### DOCUMENT EXCERPT
>> start
Artists love to say that "award shows don't matter", but they're lying. Any artist that tells you that art shouldn't be a competition is an artist that loses art competitions.
The industry doesn't want you to think this even though they think it themselves: making a contest or a competition out of Art is good. Artist can get up their own asses so fast if everyone is just telling them how good they are and that it doesn't matter that they don't win any awards.
Forcing them to prove their value through winning an Academy Award pushes them to improve their craft and strive for higher levels of greatness.
Competition is something that we accept for capitalism. We accept it for sports. We accept the idea that competition makes everyone involved better in almost every realm of life. So why do we allow artists to pretend like they're above it all?
They aren't. No industry is above competition.
Awards and box office returns show that a movie has value. This is why artists that do not win awards want you to think that they are not important. If they were invited to play the game, they would - but they aren't, so they have to shit on the game instead.
Now, the Academy Awards rarely capture everything great in a given year. How can they? They often pick the wrong winner and most Best Picture award winners are forgotten within a few years after they are released.
However, it's rarely the case that the nominees within a given category are valueless. Award shows can still be used as a benchmark for the best that film can achieve.
As much as conservatives bitch about how movies aren't good anymore, 2022 featured some incredible films - many of which were recognized by the Academy for their brilliance.
And as much as Hollywood tries otherwise, many great right wing movies are likely to win Oscars.
So here's my objectively correct picks for some of the winners of the 95th Academy Awards.
BANSHEES OF INISHERIN
Kerry Condon Should Win Best Supporting Actress
The other Best Supporting Actress nominees don't hold a candle to the performance by Kerry Condon in Banshees of Inisherin. Her exasperation at the ridiculousness of the village around her. Her loneliness and longing for change. But she's never the Lisa Simpson of the movie. She's the quiet heart of it.
Hong Chau was melodramatic and infuriating in The Whale. My apologies to Angela Bassett, but no Marvel movie should be nominated for anything but technical awards (if even those). Stephanie Hsu was fine in Everything Everywhere All at Once and no better than just fine. Jamie Lee Curtis only got nominated for her role in Everything Everywhere All at Once because she's the most famous person in that damn movie.
Should she win (and she should), Kerry Condon will forever have an undeserved asterisks next to her name to signify "no contest".
Brendan Gleeson Should Win Best Supporting Actor
This is a category with some stiff competition.
Judd Hirsch is only in one scene in The Fablemans, but has the presence of a hurricane. Shortround was a revelation in Everything Everywhere All at Once. In Causeway, Brian Tyree Henry made Jennifer Lawr- (Editor's Note: It has come to my attention that Wes did NOT actually see Causeway and for legal reasons I am removing the heinous and potentially libelous "jokes" about Jennifer Lawrence's connection to "The Fappening")
>> end
### TO BE DONE
a: Answer these questions about the Oscar picks piece:
(i) Which edition of the Academy Awards are the picks for?
(ii) Who does the writer say should win Best Supporting Actress?
(iii) In how many scenes of The Fablemans does Judd Hirsch appear?
b: Can you resume the Oscar picks piece from the spot where it stops?
The lines that come next are separate material and are not part of the Oscar picks piece.

### EXTRACTED INFORMATION
>> start
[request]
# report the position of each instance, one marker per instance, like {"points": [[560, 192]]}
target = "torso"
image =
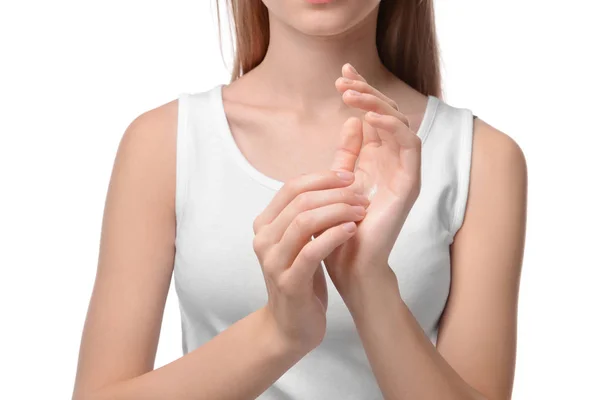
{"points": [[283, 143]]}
>> end
>> start
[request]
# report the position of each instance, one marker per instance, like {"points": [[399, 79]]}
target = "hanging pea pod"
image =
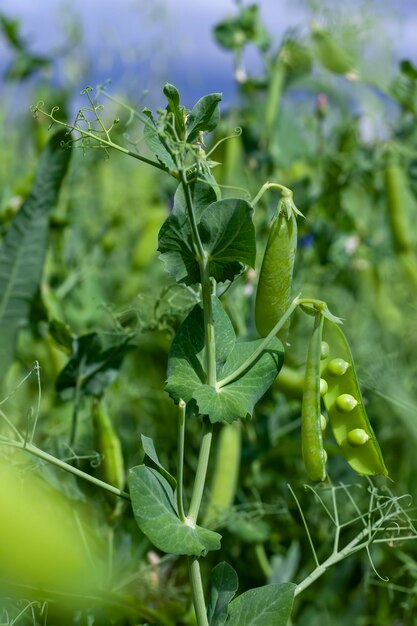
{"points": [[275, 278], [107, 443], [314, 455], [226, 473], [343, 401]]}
>> end
>> start
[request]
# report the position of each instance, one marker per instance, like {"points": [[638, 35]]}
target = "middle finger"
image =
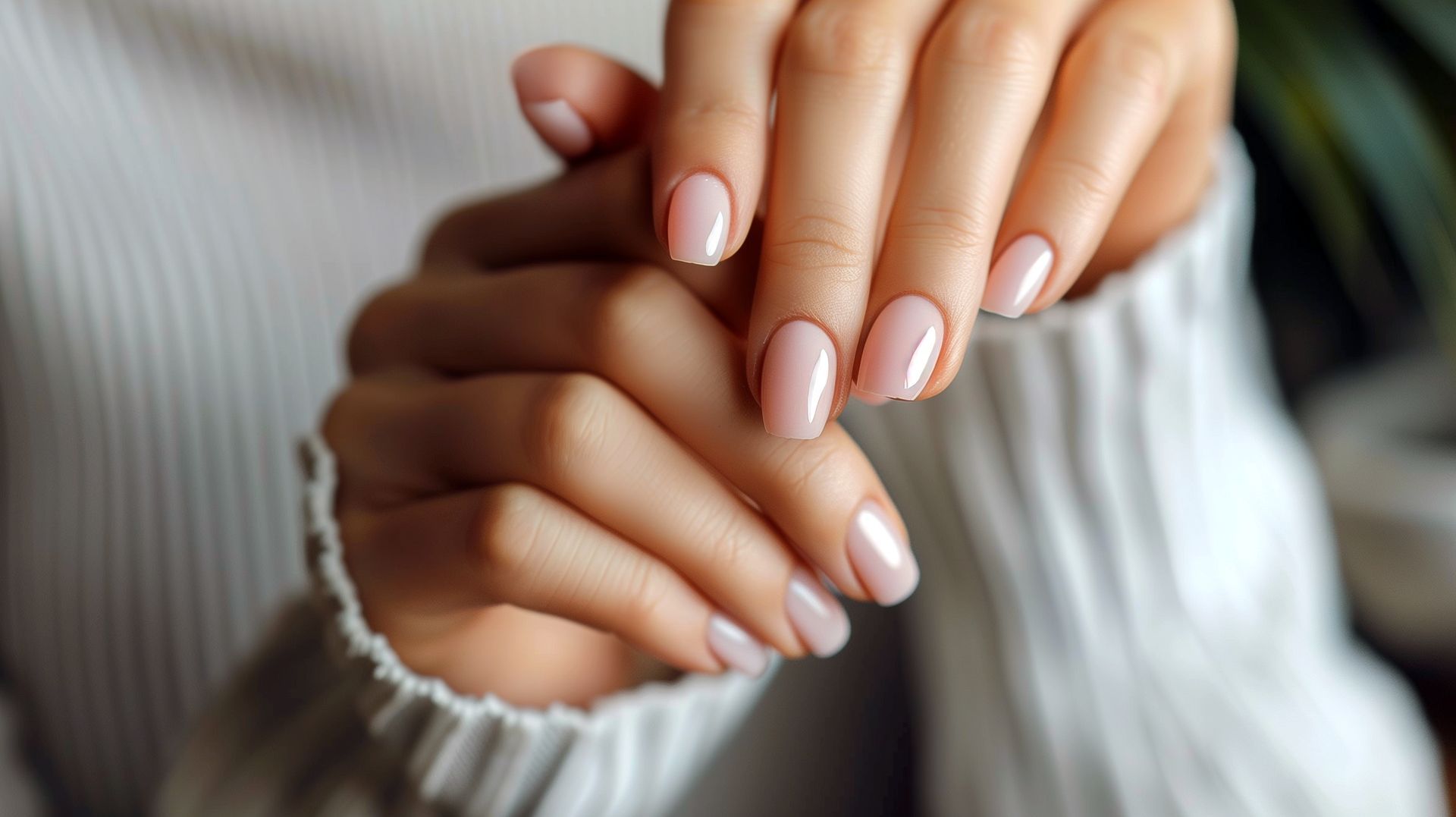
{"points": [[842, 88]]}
>> end
### RESULTS OF THE TASKS
a:
(i) The 95th Academy Awards.
(ii) Kerry Condon.
(iii) One.

b:
Now Banshees of Inisherin was nominated for two Best Supproting Actors. Brendan Gleeson and that weird looking Irish Kid (the "WLIK") that was in Dunkirk and is apparently going to be The Joker in Matt Reeves' new Batman Trilogy.
Now, the WLIK was hilariously heartbreaking as the village idiot in Banshees. You really feel the confusion and desperation for love in every scene. "Well, there goes that dream" is a line I think about often. His delivery is haunting.
However, Brendan Gleeson as Colm in Banshees of Inisherin is the winner here.
Gleeson is able to balance the feelings of general despair, fear of aging, and simplistic arrogance all at once. There's a gravitas to his dialogue but Gleeson allows you to see the emptiness of his words if you're paying attention. He is fully invested in being a man so desperate for any change that he'd cut off his own fingers just to feel something different.
Colin Farrell Should Win Best Actor
Brendan Gleeson is able to shine in Banshees of Inisherin because of his chemistry with Colin Ferrell. They have such a great chemistry (they also starred together in In Bruges) that they elevate each other into some grand space of subtle, but loud, character work.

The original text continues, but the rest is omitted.